(Beginning of TEXT)

In short, the Strasbourg Court has operated to thwart aspects of our domestic policy making in relation to illegal migration. This conclusion is aptly demonstrated by the authoritative study for Policy Exchange by John Finnis and Simon Murray, and strongly endorsed by Lord Hoffmann.
When the Human Rights Act came into force, domestic courts were empowered to oversee rights protection and stand in judgement over decisions made by Parliament and government about how best to act. At the time, extensive efforts were put into training judges in this new rights framework and how it should be interpreted.
This created a direct avenue for Strasbourg interpretive methods to pervade British judicial reasoning. The intensive standard of proportionality under the Human Rights Act — in contrast to the British common sense test of Wednesbury unreasonableness (A decision is “Wednesbury unreasonable” if it is so unreasonable that no reasonable person acting reasonably could have made it) — has proven problematic. A clear example is in relation to its use enabling Convention rights as defences to criminal damage charges.

(End of TEXT)
(Beginning of DATA BLOCK)

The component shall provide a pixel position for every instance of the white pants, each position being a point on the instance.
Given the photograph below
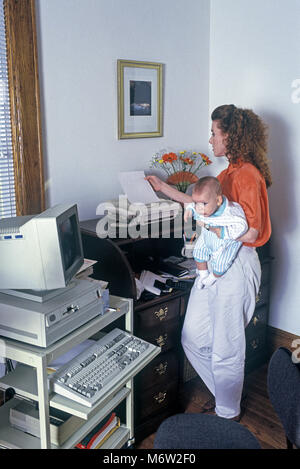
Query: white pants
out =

(End of DATA BLOCK)

> _TASK ITEM_:
Answer these from the passage on the Human Rights Act above:
1. Who wrote the study for Policy Exchange?
2. What were judges trained in when the Human Rights Act came into force?
3. What test is the Human Rights Act standard of proportionality contrasted with?

> _ANSWER TO THIS PROBLEM_:
1. John Finnis and Simon Murray.
2. The new rights framework and how it should be interpreted.
3. Wednesbury unreasonableness.